>> begin Source passage

[FEA] Use SMs to submit small copies to prevent serialization on a busy copy engine

abellina commented 7 months ago

We have seen patterns where small cudaMemcpyAsync collide with large cudaMemcpyAsync being handled by the copy engine. Importantly, the small copy is in a different stream than the large copy. In the example below, we can see a H2D pinned copy of 51KB that was scheduled with a latency of 12ms because there is another pinned H2D copy happening at the same time (the larger copy is ~200MB).

2024-04-30_10-35

The big issue behind this pattern is that Stream 30 in this case is serializing because nothing else will run in the stream until this small copy is done. Usually when we invoke kernels in cuDF there is a pattern of: small H2Ds, followed by kernel invocation, then small D2Hs. Any of the pre/post copies done around a kernel is a candidate to get stuck, serializing all the work in that stream.

We have a PoC that uses thrust::copy_n to copy from pinned to device memory and viceversa using SMs instead of the copy engine, as kernels can directly touch pinned memory. When such an approach is followed, the small copy is able to run with much less latency and subsequent work in the stream is unblocked. This leads to kernels running at the same time as large copies, which is a desirable pattern.

>> end Source passage
>> begin Data records

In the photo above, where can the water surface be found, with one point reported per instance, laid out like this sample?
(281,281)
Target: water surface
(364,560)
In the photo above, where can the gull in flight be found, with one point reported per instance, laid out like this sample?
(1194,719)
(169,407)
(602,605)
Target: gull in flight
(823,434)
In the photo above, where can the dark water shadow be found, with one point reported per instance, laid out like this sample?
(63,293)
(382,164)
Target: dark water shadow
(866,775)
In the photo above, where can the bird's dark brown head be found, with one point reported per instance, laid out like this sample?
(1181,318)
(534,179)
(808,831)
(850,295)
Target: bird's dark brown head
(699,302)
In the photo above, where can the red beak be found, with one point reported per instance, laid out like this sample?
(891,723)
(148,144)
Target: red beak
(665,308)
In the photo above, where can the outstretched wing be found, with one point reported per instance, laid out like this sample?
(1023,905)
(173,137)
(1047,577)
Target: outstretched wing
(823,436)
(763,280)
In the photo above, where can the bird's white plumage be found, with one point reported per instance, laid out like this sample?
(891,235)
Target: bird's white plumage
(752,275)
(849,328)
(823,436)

>> end Data records
>> begin Data records

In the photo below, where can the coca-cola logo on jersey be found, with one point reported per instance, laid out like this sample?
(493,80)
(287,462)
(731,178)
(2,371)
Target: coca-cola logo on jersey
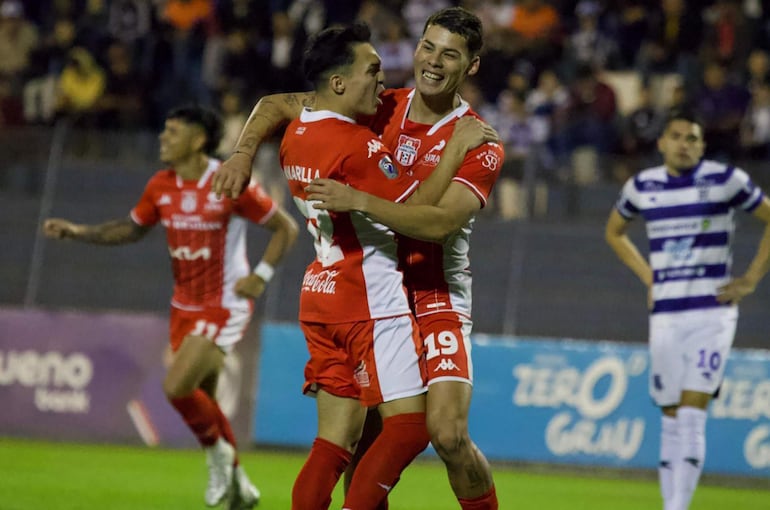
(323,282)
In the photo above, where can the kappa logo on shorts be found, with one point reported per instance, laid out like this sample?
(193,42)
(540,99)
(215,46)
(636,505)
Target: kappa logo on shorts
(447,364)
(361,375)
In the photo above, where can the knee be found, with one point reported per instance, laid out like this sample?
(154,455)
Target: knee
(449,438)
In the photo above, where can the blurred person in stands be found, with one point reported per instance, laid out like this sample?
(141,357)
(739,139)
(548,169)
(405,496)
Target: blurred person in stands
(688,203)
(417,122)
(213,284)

>> end Data records

:: Short exercise ::
Could you write out, word for word and in full, the feature request at the top about submitting small copies with SMs, ahead of the lines?

:: Answer for the task ::
[FEA] Use SMs to submit small copies to prevent serialization on a busy copy engine

abellina commented 7 months ago

We have seen patterns where small cudaMemcpyAsync collide with large cudaMemcpyAsync being handled by the copy engine. Importantly, the small copy is in a different stream than the large copy. In the example below, we can see a H2D pinned copy of 51KB that was scheduled with a latency of 12ms because there is another pinned H2D copy happening at the same time (the larger copy is ~200MB).

2024-04-30_10-35

The big issue behind this pattern is that Stream 30 in this case is serializing because nothing else will run in the stream until this small copy is done. Usually when we invoke kernels in cuDF there is a pattern of: small H2Ds, followed by kernel invocation, then small D2Hs. Any of the pre/post copies done around a kernel is a candidate to get stuck, serializing all the work in that stream.

We have a PoC that uses thrust::copy_n to copy from pinned to device memory and viceversa using SMs instead of the copy engine, as kernels can directly touch pinned memory. When such an approach is followed, the small copy is able to run with much less latency and subsequent work in the stream is unblocked. This leads to kernels running at the same time as large copies, which is a desirable pattern.